Data extract:
==========
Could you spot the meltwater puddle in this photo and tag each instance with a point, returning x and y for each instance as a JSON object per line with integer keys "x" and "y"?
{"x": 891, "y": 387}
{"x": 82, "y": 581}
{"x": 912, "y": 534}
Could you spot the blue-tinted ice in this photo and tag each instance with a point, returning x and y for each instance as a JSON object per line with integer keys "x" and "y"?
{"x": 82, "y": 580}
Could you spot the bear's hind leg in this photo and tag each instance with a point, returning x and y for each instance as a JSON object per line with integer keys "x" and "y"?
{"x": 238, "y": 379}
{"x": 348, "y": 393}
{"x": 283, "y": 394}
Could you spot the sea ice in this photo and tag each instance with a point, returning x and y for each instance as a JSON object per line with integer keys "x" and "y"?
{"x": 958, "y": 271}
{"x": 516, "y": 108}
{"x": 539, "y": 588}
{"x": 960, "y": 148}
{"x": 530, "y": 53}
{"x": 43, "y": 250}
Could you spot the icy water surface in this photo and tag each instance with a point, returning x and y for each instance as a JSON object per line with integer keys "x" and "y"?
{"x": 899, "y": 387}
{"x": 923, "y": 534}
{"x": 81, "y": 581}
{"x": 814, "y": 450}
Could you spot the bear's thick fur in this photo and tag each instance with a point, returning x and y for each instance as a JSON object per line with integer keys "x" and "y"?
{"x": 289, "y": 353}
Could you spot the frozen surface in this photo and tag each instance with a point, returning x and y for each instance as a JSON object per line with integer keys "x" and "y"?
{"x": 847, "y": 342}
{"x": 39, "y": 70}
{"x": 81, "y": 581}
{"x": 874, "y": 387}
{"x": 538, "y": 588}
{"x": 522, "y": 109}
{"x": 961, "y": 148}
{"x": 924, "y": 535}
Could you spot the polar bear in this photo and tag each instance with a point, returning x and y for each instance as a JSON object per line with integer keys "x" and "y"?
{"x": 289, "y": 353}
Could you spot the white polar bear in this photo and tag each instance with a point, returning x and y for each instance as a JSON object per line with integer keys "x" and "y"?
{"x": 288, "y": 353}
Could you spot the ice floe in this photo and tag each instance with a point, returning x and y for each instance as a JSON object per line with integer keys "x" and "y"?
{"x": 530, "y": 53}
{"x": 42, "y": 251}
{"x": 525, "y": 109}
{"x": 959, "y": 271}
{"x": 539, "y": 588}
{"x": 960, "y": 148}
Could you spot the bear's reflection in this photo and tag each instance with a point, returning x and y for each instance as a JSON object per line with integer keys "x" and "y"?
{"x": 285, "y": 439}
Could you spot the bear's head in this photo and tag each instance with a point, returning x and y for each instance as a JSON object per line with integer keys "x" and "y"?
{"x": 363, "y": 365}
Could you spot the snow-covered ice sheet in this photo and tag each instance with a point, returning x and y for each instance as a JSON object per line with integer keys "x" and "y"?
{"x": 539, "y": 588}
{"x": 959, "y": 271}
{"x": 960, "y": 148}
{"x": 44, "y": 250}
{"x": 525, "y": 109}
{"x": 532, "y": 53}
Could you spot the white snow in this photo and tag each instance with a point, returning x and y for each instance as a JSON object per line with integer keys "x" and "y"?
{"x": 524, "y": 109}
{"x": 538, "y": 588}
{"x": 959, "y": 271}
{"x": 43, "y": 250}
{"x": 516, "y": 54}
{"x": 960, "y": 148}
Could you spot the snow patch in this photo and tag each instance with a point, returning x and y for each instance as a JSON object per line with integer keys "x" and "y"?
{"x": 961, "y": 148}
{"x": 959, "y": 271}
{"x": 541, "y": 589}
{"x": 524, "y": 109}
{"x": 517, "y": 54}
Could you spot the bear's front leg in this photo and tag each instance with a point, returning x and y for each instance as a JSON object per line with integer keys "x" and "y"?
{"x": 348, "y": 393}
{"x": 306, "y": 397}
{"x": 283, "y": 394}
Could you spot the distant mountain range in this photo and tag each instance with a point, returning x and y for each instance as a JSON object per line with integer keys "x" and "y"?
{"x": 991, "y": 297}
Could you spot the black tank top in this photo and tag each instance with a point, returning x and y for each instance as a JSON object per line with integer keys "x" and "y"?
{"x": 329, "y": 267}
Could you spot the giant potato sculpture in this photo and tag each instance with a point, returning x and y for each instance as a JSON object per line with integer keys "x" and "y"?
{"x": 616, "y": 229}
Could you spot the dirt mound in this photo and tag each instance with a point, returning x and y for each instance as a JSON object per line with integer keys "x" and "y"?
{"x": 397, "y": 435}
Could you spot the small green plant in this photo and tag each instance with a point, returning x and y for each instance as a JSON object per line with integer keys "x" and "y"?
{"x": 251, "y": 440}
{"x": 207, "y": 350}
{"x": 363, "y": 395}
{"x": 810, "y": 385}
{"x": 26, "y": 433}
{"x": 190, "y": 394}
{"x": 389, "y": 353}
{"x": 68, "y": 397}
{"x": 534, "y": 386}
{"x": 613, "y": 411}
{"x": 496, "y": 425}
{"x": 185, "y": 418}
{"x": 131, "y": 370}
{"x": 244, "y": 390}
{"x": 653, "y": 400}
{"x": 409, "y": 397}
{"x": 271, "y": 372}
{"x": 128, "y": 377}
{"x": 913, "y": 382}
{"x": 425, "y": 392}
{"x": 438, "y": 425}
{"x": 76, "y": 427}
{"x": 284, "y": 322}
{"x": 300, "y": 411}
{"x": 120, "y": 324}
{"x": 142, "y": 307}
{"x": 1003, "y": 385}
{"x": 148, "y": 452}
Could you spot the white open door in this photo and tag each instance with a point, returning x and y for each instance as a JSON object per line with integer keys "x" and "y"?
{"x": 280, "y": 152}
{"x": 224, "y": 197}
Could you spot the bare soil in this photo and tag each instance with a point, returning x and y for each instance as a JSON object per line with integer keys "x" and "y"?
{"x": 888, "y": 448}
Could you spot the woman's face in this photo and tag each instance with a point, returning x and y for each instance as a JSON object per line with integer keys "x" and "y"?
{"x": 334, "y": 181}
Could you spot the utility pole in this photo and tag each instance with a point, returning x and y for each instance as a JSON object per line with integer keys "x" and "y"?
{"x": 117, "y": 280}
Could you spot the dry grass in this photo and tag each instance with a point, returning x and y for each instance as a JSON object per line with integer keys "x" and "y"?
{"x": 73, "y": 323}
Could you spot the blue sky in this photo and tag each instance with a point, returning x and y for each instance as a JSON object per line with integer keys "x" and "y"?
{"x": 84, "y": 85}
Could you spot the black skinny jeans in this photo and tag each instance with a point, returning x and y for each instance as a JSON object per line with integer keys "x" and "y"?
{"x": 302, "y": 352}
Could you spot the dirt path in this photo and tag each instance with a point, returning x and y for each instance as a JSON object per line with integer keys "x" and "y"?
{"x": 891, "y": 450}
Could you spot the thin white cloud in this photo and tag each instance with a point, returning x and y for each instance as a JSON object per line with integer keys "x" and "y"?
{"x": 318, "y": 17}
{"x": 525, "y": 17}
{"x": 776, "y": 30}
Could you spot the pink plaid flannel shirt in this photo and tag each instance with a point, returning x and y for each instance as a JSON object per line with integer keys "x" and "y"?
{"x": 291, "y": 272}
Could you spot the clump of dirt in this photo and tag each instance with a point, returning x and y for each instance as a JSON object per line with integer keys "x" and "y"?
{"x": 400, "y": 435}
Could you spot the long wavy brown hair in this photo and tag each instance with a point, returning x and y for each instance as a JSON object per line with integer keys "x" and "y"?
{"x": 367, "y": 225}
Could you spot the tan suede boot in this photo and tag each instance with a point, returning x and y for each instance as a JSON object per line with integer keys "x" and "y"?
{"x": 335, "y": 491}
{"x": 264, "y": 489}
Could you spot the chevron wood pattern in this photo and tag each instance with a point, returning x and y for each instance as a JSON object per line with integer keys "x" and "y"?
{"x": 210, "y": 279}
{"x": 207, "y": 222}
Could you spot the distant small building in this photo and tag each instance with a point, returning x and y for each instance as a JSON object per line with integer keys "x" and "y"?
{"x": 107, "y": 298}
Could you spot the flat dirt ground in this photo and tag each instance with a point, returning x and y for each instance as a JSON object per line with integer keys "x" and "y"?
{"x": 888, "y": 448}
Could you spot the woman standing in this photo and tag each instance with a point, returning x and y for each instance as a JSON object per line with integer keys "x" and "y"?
==========
What is being asked:
Rewrite everything from the line containing "Could you spot the distant small" down to the end of the items, requests included, and shift every x and y coordinate in the answers by -93.

The result:
Could you spot the distant small building in this photo and tag each instance with a point, returning x and y for each instance as a JSON object per line with integer keys "x" and "y"?
{"x": 14, "y": 205}
Could you spot the flat dirt ground in this photo and tag each instance with a point, returning x and y for each instance as a JSON object per line with integer keys "x" and "y"?
{"x": 795, "y": 355}
Could you spot the woman standing in this photo and tag each instance with a point, returning x and y for each instance as a JSON object per line with integer keys "x" and "y"?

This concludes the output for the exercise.